===== The records =====

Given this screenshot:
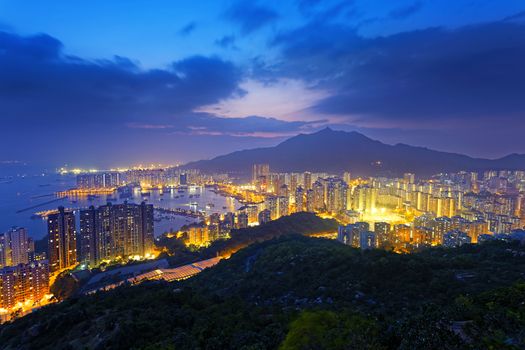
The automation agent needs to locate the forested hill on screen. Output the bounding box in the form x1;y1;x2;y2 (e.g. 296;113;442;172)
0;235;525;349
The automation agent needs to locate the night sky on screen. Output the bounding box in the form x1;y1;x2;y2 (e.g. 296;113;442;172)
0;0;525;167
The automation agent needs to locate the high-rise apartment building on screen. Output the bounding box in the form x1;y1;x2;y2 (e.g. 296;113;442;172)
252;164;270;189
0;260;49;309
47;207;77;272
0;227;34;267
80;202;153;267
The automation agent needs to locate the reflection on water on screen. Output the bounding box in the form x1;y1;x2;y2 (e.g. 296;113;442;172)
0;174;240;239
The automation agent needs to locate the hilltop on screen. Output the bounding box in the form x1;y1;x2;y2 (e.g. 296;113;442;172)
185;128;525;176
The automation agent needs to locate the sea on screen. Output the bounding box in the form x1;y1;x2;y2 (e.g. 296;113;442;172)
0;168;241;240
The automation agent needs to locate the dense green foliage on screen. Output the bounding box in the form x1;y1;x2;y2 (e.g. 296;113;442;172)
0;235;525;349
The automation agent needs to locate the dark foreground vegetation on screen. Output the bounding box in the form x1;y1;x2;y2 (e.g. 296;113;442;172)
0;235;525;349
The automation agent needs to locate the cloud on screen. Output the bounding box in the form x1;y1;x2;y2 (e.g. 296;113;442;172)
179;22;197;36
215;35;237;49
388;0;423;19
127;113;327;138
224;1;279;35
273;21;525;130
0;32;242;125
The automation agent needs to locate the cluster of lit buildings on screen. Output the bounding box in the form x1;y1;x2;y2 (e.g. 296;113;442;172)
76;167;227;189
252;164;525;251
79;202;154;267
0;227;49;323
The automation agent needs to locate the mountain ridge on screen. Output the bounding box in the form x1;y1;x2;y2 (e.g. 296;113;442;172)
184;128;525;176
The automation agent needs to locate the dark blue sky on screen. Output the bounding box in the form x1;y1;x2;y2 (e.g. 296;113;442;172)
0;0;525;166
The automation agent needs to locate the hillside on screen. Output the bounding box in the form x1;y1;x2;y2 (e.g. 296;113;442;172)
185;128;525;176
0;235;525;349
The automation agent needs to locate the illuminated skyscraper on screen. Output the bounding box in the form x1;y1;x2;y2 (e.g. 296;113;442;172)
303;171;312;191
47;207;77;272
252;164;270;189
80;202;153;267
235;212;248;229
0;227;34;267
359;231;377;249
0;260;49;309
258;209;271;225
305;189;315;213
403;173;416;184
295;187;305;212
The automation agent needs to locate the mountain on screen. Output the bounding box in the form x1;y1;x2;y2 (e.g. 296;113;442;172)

=====
===== The records =====

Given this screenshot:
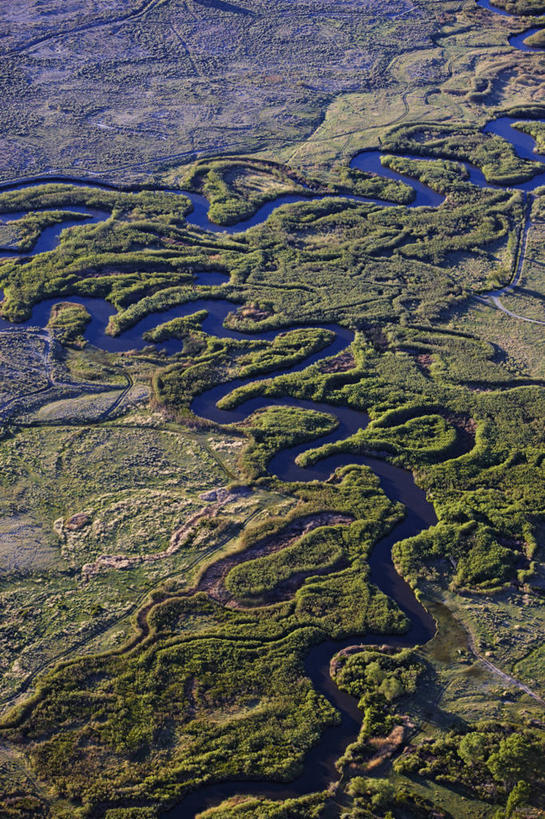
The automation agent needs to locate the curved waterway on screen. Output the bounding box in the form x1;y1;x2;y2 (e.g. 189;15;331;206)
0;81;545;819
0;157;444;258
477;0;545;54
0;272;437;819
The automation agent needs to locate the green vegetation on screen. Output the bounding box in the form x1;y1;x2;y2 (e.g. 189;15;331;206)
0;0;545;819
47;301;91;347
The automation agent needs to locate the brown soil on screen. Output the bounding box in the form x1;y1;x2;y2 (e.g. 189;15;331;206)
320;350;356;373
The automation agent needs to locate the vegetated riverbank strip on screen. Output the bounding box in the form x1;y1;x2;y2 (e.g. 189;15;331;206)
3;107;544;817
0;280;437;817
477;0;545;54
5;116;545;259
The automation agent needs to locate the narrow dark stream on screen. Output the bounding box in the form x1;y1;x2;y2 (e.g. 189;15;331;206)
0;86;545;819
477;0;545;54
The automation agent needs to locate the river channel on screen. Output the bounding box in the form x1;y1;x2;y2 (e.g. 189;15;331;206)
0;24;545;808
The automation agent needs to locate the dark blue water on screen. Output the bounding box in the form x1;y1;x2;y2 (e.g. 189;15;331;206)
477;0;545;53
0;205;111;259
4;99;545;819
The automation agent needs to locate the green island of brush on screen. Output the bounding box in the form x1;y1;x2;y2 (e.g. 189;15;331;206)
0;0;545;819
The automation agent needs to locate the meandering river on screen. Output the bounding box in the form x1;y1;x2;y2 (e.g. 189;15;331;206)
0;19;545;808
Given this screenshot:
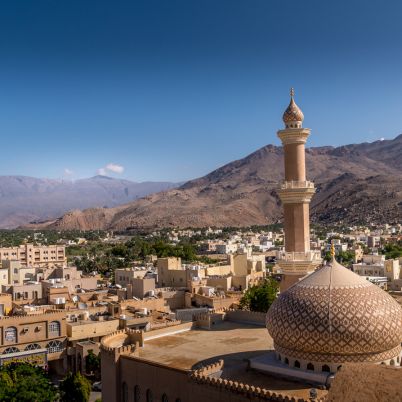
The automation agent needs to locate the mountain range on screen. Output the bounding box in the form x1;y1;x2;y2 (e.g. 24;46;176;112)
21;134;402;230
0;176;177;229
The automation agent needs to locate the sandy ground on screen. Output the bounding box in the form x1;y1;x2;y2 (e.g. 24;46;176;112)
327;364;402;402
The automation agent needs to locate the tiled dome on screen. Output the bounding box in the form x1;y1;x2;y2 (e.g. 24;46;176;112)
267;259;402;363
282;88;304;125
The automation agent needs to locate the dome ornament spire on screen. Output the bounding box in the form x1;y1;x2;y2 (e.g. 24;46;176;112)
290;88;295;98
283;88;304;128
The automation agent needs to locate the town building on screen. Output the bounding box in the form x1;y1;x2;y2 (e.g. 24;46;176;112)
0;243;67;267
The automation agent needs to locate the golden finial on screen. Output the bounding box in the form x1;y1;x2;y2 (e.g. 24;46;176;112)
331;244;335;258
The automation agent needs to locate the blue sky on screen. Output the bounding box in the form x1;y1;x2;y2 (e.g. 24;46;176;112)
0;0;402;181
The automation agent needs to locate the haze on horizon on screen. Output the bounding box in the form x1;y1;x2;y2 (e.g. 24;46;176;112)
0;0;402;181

=====
===== The records =====

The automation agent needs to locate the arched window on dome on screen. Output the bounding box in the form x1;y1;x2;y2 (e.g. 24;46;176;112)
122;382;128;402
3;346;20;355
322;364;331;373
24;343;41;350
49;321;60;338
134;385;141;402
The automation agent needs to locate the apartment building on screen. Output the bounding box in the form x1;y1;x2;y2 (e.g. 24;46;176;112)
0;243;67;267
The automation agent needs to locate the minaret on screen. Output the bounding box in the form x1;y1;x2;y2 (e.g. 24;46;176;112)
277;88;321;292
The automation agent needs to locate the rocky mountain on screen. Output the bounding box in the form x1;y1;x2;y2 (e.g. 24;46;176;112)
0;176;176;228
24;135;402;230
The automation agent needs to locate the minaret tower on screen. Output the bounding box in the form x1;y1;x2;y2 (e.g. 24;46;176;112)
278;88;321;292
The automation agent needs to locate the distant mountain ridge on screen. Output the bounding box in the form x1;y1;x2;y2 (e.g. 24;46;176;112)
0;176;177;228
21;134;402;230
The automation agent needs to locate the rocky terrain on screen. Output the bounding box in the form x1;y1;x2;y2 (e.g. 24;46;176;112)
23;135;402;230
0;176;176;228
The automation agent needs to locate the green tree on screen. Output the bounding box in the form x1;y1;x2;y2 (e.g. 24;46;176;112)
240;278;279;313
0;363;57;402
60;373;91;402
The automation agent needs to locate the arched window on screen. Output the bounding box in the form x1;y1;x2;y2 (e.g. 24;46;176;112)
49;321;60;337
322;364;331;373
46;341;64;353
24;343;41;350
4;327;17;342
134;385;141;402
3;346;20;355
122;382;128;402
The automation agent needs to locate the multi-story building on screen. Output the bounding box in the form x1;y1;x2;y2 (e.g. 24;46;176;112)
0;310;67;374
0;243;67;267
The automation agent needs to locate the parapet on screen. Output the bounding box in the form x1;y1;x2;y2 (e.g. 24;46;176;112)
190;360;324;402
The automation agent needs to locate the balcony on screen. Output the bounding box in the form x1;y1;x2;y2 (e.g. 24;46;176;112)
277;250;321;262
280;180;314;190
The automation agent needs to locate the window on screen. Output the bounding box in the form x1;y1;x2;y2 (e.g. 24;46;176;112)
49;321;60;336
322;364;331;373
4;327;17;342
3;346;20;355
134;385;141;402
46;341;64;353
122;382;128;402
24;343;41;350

=====

■ **Directive**: Update the rows from the line containing "The automation agent needs to locate the multi-story" through the line containing "280;180;314;190", both included, by replacing "parapet" with "railing" and leaving everything else unchanged. Return only those lines.

■ **Answer to this task**:
The automation agent needs to locate the multi-story building on screen. Output the bounding box in the form x1;y1;x2;y2 (e.g. 24;46;176;112)
0;310;67;374
0;243;67;267
The automation agent needs to locate the railing on screen. Output the bounding box in the form x1;y1;x2;y2 (e.g. 24;46;176;112)
190;360;324;402
The automation agent needs to locate the balcony on screen. Output the bounding box in the form x1;y1;x2;y2 (e.g. 24;46;176;112)
277;250;321;262
280;180;314;190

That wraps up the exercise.